DATA FOR THE TASK ▸
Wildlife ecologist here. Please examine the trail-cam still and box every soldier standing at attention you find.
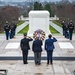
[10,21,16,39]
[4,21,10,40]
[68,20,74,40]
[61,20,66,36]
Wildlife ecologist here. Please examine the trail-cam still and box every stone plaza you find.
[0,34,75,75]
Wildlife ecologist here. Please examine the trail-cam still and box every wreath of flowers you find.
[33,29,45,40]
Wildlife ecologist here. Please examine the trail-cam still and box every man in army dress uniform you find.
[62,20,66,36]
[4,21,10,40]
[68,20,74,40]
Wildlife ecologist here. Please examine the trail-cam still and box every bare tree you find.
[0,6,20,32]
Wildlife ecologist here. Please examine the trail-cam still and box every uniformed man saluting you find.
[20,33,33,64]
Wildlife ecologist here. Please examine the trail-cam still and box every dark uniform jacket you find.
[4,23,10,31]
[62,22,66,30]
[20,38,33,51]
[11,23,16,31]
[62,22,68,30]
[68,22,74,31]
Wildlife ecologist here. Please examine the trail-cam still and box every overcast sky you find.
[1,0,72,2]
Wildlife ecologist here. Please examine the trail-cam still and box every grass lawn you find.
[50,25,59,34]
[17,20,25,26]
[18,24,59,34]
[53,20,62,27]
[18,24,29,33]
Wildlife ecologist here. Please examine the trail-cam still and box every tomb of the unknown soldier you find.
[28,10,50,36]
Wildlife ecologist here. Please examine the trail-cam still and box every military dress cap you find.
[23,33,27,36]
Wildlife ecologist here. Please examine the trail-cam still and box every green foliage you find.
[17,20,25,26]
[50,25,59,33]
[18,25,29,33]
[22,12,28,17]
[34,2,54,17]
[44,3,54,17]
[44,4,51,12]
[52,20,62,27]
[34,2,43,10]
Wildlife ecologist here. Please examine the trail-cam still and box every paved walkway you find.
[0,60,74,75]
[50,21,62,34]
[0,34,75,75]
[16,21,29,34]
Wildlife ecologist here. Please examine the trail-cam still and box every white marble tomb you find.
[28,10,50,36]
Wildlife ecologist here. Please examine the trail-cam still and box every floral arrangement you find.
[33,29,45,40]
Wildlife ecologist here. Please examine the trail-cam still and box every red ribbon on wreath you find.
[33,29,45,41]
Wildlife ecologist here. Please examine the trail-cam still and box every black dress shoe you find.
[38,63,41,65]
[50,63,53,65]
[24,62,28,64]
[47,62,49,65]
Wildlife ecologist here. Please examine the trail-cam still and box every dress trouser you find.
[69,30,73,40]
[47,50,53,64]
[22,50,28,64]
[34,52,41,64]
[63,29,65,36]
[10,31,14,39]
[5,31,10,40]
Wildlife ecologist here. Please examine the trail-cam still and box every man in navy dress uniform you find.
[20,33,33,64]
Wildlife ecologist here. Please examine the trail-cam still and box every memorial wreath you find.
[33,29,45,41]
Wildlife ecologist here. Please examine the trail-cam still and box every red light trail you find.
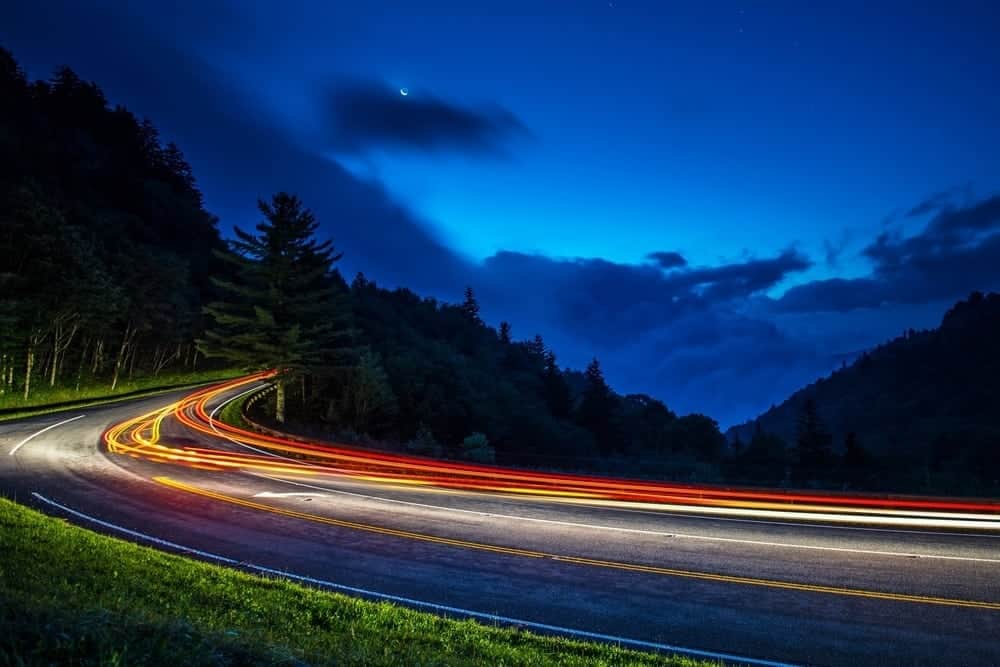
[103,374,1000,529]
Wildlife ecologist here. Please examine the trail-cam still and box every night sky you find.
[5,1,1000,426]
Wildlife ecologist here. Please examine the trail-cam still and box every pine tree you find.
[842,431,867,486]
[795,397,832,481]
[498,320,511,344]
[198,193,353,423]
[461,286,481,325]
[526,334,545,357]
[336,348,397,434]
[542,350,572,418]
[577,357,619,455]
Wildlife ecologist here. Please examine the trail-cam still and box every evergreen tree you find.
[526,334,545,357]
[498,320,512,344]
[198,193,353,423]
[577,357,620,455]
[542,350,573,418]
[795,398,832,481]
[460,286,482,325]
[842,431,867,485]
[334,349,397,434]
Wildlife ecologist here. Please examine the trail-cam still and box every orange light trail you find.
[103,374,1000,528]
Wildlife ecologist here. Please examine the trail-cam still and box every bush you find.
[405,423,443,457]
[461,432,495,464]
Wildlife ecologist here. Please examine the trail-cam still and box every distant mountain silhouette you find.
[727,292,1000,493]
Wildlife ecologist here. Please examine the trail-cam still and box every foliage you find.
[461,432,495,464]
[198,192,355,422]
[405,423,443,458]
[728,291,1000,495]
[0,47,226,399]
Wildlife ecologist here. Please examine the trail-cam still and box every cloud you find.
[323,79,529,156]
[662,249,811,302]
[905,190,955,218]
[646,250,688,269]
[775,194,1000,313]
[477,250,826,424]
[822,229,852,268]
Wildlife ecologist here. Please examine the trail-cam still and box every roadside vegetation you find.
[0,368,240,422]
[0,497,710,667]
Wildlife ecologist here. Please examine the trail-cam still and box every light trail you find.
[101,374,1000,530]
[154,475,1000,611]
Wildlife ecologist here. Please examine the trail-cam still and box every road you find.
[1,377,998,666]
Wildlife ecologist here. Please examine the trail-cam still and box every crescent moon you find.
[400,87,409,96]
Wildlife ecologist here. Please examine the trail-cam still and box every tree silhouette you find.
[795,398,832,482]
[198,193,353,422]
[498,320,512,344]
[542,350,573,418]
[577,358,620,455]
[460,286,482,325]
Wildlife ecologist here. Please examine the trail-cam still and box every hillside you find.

WORK INSTRUCTION ▸ Print every line above exactly as given, but not the pictures.

RESULT BELOW ▸
Wildlife ecologist here. Please examine the trail-cam still and box every soldier standing at attention you find.
[10,21,16,39]
[4,21,10,40]
[68,20,74,40]
[61,20,66,36]
Wildlife ecologist here. Please examine the trail-cam still and box every stone plaza you find.
[0,34,75,75]
Wildlife ecologist here. Please examine the trail-cam still and box every wreath of flowers you find.
[33,29,45,40]
Wildlife ecologist here. Please examine the trail-cam still and box every man in army dress uniform you find.
[62,20,66,36]
[4,21,10,40]
[68,20,74,40]
Wildlife ecologist here. Please examine the trail-cam still and box every bare tree you find.
[0,6,20,32]
Wildlife ecologist here. Please examine the trail-cam still and box every uniformed man saluting you find.
[20,33,33,64]
Wildlife ecologist here. Please examine the trail-cam still and box every dark uniform jacket you find.
[4,23,10,31]
[62,22,66,30]
[20,38,33,51]
[11,23,16,31]
[62,22,68,30]
[68,22,74,31]
Wildlife ecologist here. Please examine the trail-cam still and box every overcast sky you find.
[1,0,72,2]
Wildlife ecologist here. Please examine the trail-cam still and box every grass lawn you find.
[50,25,59,34]
[17,20,25,26]
[18,24,59,34]
[53,20,62,27]
[18,24,29,33]
Wildlife ecologist here. Please examine the trail-cam still and box every tomb of the unknown soldier you find.
[28,10,50,36]
Wildlife ecologist here. Please examine the trail-cam still and box every military dress cap you find.
[23,33,27,36]
Wildlife ecologist here. Please examine the trail-cam still and box every green foliage you find.
[17,20,25,26]
[50,25,59,33]
[18,25,29,33]
[22,12,28,17]
[34,2,54,17]
[44,3,54,17]
[44,4,51,12]
[52,20,62,27]
[34,2,43,10]
Wildlife ecologist here. Please examine the trail-cam still and box every paved walkway you find.
[0,60,74,75]
[50,21,62,34]
[0,34,75,75]
[16,21,29,34]
Wildlife ecologist here. Please examine the trail-cam still and box every white marble tomb you find.
[28,10,50,36]
Wildlife ecologist here. Please examine the trail-cam still and box every floral arrangement you find.
[33,29,45,40]
Wildlife ecologist here. Please examine the trail-cam still and box every red ribbon on wreath you find.
[33,29,45,41]
Wildlife ecologist here. Please examine the trail-cam still and box every black dress shoe you find.
[38,63,41,65]
[50,63,53,65]
[24,62,28,64]
[47,62,49,65]
Wildlife ecologist here. Please examine the trail-cam still and box every dress trouser you find.
[69,30,73,40]
[47,50,53,64]
[22,50,28,64]
[34,52,41,64]
[63,29,65,36]
[10,31,14,39]
[5,31,10,40]
Wildlife ecologist here. Please examine the trail-cam still and box every man in navy dress uniform you find.
[20,33,33,64]
Wildlife ecologist here. Please examine the trail-cam still and box every memorial wreath you find.
[33,29,45,41]
Wildlife ecologist here. Please examine the trail-cam still and box every red light trail you find.
[103,374,1000,529]
Wildlife ecologist here. Please examine the trail-cam still and box every night sky you find.
[5,1,1000,426]
Wildlife ecologist here. Please examine the trail-cam still and box every pine tree you find.
[842,431,867,486]
[795,397,832,481]
[498,320,511,344]
[198,193,353,423]
[461,286,481,325]
[526,334,545,357]
[336,348,397,434]
[542,350,572,418]
[577,357,619,455]
Wildlife ecologist here. Please examine the trail-cam still and box every evergreen tree you find.
[526,334,545,357]
[498,320,512,344]
[198,193,353,423]
[577,357,620,455]
[542,350,573,418]
[795,398,832,481]
[460,286,482,325]
[842,431,867,485]
[334,349,397,434]
Wildlife ecologist here. Please examine the trail-cam still and box every orange light trail you find.
[103,374,1000,528]
Wildlife ecologist here. Please examine the trail-cam still and box every bush you find.
[405,423,443,457]
[461,432,495,464]
Wildlife ecologist here. Please examine the trail-cam still and box every distant mountain silhouette you find.
[727,292,1000,493]
Wildlife ecologist here. Please examine the trail-cam still and box every foliage you find.
[461,432,495,464]
[198,192,355,422]
[405,423,443,458]
[728,291,1000,495]
[0,47,226,399]
Wildlife ecologist here. Please examine the trail-cam still and box every cloud you find.
[323,79,529,156]
[662,249,811,302]
[905,190,955,218]
[646,250,688,269]
[775,194,1000,313]
[477,250,826,424]
[822,229,852,268]
Wildlife ecologist here. Please examine the trail-cam still and box every roadside vegetation you find.
[0,368,240,422]
[0,497,710,667]
Wildlife ecologist here. Please examine the trail-cam still and box every light trail you find.
[101,374,1000,530]
[154,475,1000,611]
Wildlife ecologist here. Please examine the trail-cam still and box every road you find.
[1,377,998,666]
Wildlife ecologist here. Please examine the trail-cam still and box every crescent moon you find.
[400,87,409,96]
Wildlife ecologist here. Please examine the trail-cam still and box every tree silhouette you find.
[795,398,832,482]
[198,193,353,422]
[498,320,512,344]
[542,350,573,418]
[577,358,620,455]
[460,286,482,325]
Wildlife ecologist here. Please examine the trail-cam still and box every hillside you find.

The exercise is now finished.